### Work task
Return every record exactly as written.

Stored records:
Start of Block
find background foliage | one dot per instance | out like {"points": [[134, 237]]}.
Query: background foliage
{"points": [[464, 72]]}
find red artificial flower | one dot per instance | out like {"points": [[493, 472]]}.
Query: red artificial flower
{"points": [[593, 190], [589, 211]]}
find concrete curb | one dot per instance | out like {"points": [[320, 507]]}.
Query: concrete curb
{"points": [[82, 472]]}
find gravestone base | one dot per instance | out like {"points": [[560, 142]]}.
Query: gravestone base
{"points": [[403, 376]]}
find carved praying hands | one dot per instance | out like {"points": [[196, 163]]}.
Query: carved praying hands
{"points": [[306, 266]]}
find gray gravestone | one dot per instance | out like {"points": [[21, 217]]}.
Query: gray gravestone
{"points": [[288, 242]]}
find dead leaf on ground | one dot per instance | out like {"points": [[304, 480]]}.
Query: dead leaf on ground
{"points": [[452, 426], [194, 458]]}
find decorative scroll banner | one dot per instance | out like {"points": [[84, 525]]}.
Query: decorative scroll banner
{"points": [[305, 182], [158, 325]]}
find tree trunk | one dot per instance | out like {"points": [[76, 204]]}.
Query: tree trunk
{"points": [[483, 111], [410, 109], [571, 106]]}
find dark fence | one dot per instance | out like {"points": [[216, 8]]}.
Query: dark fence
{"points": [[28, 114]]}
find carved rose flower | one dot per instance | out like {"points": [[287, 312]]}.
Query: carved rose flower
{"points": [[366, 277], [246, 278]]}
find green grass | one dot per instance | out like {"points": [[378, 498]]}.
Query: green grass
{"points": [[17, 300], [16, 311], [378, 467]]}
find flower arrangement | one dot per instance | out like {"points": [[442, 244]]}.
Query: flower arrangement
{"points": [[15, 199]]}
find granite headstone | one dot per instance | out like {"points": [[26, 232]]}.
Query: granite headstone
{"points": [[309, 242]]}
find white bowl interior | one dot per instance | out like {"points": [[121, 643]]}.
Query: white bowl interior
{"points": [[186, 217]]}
End of Block
### Answer for this exercise
find background foliage | one dot per instance | out like {"points": [[134, 237]]}.
Query: background foliage
{"points": [[464, 72]]}
find red artificial flower | one dot per instance | out like {"points": [[493, 472]]}.
Query: red artificial flower
{"points": [[593, 190], [589, 211]]}
find concrete curb | one dot per instance | out like {"points": [[320, 507]]}.
Query: concrete curb
{"points": [[82, 472]]}
find gravestone base | one dot per instance | out like {"points": [[560, 142]]}.
Query: gravestone base
{"points": [[403, 376]]}
find carved praying hands | one dot per instance | out like {"points": [[196, 163]]}.
Query: carved praying hands
{"points": [[306, 266]]}
find gray gravestone | one dot per instance | out like {"points": [[21, 217]]}.
Query: gray gravestone
{"points": [[288, 242]]}
find dead leaf on ground | one dot per instance | out like {"points": [[304, 480]]}.
Query: dead leaf on ground
{"points": [[452, 426], [194, 458]]}
find decorative scroll banner | one dot per instance | out like {"points": [[84, 525]]}.
Query: decorative scroll banner
{"points": [[305, 182], [158, 325]]}
find tree trunk | one dot per instance | out like {"points": [[76, 204]]}.
Query: tree trunk
{"points": [[483, 111], [410, 109], [571, 106]]}
find dark fence | one dot per instance | out like {"points": [[216, 8]]}.
Query: dark fence
{"points": [[28, 114]]}
find carved rose flower | one dot per instance | out like {"points": [[287, 312]]}.
Query: carved rose flower
{"points": [[366, 277], [246, 278]]}
find green grass | one dot per instance | out like {"points": [[378, 498]]}.
Query: green grass
{"points": [[17, 300], [16, 311], [378, 467]]}
find flower arrangement | one dot per instance | out like {"points": [[442, 244]]}.
Query: flower arrangement
{"points": [[15, 199]]}
find granite headstone | one dot per instance | out like {"points": [[26, 232]]}.
Query: granite headstone
{"points": [[309, 242]]}
find white bowl interior | one dot per instance | out like {"points": [[121, 643]]}.
Query: white bowl interior
{"points": [[186, 217]]}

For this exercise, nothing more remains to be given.